Deno Price, Plaintiff-appellant, v. Provident Life and Accident, Insurance Company, Aka, Theprovident; the Florsheim Shoe Company, Aka Theflorsheim Shoe Company-south,defendants-appellees, 2 F.3d 986 (9th Cir. 1993)Annotate this Case
Bridget Baynes, Santa Ana, CA, for plaintiff-appellant.
Laura E. Fannon, Kelly, Herlihy & Bane, San Francisco, CA, for defendants-appellees.
Appeal from the United States District Court for the Central District of California.
Before: BROWNING, FARRIS and KELLY,* Circuit Judges.
FARRIS, Circuit Judge:
Deno Price filed suit to recover damages against Provident Life and Accident Insurance Company for its failure to pay medical expenses incurred by his decedent son under an insurance contract issued through his employer. The district court granted summary judgment in favor of Provident, holding that the statute of limitations had run on Price's claim.
Deno Price was provided medical benefits by Provident through his employer, Florsheim Shoes, from April 26, 1982 through May 18, 1984. The policy provided coverage to Price's offspring from birth. Price's son, Andre, was born September 9, 1982. Andre was born with biliary atresia, a serious medical condition, for which he received extensive treatment between January 1983 and his death on April 20, 1984. The hospital submitted his bills directly to Provident. Price filed a claim with Medi-Cal, the state of California's version of Medicaid, to cover any costs that exceeded Provident's policy limit of $100,000.
Provident sent Price thirty-three notices, thirty of which indicated payment of various medical bills and three of which indicated nonpayment of bills due to a "preexisting condition". In January and March 1983, Andre incurred medical bills totalling $93,000. Provident never notified him that they were denying coverage for those bills. Medi-Cal apparently paid those bills, but Price alleges that he did not know it until 1989 when Medi-Cal sought to attach funds that Price obtained in a medical malpractice action on behalf of Andre. Price reimbursed Medi-Cal for a portion of the benefits. His attorney subpoenaed records from Provident which showed that the claims had been denied.
Price filed suit against Provident in 1991, alleging breach of contract, bad faith and fraud. Provident removed the action to federal court, asserting diversity and federal question jurisdiction. The benefits plan was an ERISA plan, and therefore, controlled by federal law.
Provident asserted that Price's action was barred by both the statute of limitations under the California Code of Civil Procedure, sections 337, 338, and 339 and the contractual limitations period. The insurance contract provided that claims must be filed within three years of the date on which the proof of loss was required to be furnished. The contract required proof of loss within ninety days of the loss or as soon as reasonably possible.
The district court held that the contractual statute of limitations ran from the time that proof of loss was required, which it found was ninety days after Andre's death in 1984. Thus the court found that the limitation period had expired in 1987, four years before Price filed his claim.

» Records supplied:
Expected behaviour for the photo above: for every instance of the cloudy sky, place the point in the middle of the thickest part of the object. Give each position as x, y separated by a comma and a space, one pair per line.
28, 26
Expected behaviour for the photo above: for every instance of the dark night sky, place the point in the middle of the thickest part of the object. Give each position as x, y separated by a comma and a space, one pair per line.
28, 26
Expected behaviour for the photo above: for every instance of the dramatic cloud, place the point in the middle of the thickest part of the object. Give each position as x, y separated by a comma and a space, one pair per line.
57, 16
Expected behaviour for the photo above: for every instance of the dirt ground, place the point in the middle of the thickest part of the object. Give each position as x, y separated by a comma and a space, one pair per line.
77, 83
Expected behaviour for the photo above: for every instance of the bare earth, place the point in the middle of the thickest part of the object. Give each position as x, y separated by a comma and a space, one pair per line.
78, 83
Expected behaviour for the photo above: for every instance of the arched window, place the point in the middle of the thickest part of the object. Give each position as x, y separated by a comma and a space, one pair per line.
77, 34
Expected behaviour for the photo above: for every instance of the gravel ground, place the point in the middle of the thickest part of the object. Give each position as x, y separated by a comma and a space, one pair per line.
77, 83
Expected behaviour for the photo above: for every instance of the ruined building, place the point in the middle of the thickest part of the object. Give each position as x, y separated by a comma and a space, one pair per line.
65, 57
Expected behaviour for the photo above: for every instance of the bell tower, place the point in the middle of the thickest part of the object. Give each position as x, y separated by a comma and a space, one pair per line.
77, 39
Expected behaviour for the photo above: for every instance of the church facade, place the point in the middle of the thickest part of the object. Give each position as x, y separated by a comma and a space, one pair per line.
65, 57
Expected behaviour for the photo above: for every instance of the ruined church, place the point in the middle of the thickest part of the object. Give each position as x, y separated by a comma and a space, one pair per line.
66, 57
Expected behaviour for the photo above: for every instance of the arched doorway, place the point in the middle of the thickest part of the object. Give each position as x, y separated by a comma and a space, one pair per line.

» Apply what you read:
A: Reproduce the court opinion word for word, starting at "Laura E. Fannon, Kelly, Herlihy" and ending at "KELLY,* Circuit Judges.".
B: According to the court opinion, when did the insurance contract require proof of loss to be furnished?
C: Write what comes next in the court opinion, picking up after its final sentence.
You can ignore the listing entirely.

» Responses:
A:
Laura E. Fannon, Kelly, Herlihy & Bane, San Francisco, CA, for defendants-appellees.
Appeal from the United States District Court for the Central District of California.
Before: BROWNING, FARRIS and KELLY,* Circuit Judges.

B: Within ninety days of the loss or as soon as reasonably possible.

C:
Price argues that under the contract, which is governed by the Employee Retirement Income Security Act, 29 U.S.C. §§ 1001-1461 (1988), the period for bringing a claim did not begin to run until he received notice that Provident denied his claims. Provident argues that it is irrelevant whether it gave Price notice that it had denied him $93,000 in benefits, because the limitations period under the contract runs from the date that proof of loss is required to be submitted to Provident, not from the date that Price knew he had a claim. Provident argues that because the contract required proof of loss within ninety days of the loss, the statute of limitations period expired at the latest three years and ninety days after the death of Price's son. We reject the argument.
"Because the cause of action is federal, ... federal law determines the time at which the cause of action accrues," and "that time is when the plaintiff knows or has reason to know of the injury that is the basis of the action." Northern Cal. Retail Clerks Unions v. Jumbo Markets, Inc., 906 F.2d 1371, 1372 (9th Cir. 1990) (citations omitted); see also White v. Jacobs Engineering Group, 896 F.2d 344, 350-51 (9th Cir. 1989) (holding that inadequate notice did not trigger plan's time bar for administrative review). The injury that is the basis of Price's action is the breach of the insurance agreement. See Jumbo Markets, 906 F.2d at 1372 (defining "injury" as breach of the trust agreement). The statute of limitations was therefore not triggered until Price learned of Provident's denial of benefits. See id. at 1373; Pierce County Hotel Employees and Restaurant Employees Health Trust v. Elks Lodge, 827 F.2d 1324, 1328 (9th Cir. 1987).
Provident maintains that under the contract, Price's claim had expired even if he never knew he had a claim. We find this argument remarkable. If accepted, Provident's argument would allow the insurer to simply bury a denial of coverage and wait for the statute of limitations to run. ERISA does not permit such a result. See Jumbo Markets, 906 F.2d at 1373. It mandates that the insurer give the employee notice of a denial of coverage. 29 U.S.C. § 1133. The ERISA endorsement to the Provident policy recognizes Provident's duty to provide the required notice: "If an employee's claim for benefits under the Plan is denied, the Provident will provide notice to the employee in writing of denial within a reasonable time, setting forth the specific reasons for such denial. The employee may then request a review of the decision denying the claim."1 Provident failed to give Price the required notice. The statute of limitations did not begin to run until he had reason to know about the denial.
The record is unclear as to when Price did have reason to know that Provident had denied the two large claims from January and March 1983. He did not find out the usual way by receiving a bill for unpaid medical fees, because Medi-Cal picked-up the bills that Provident did not pay. The record does not indicate that Medi-Cal informed Price which bills it paid. According to Price, he only knew that someone was paying the bills and assumed that Provident had paid up to the policy maximum. Provident did not notify Price of these denials.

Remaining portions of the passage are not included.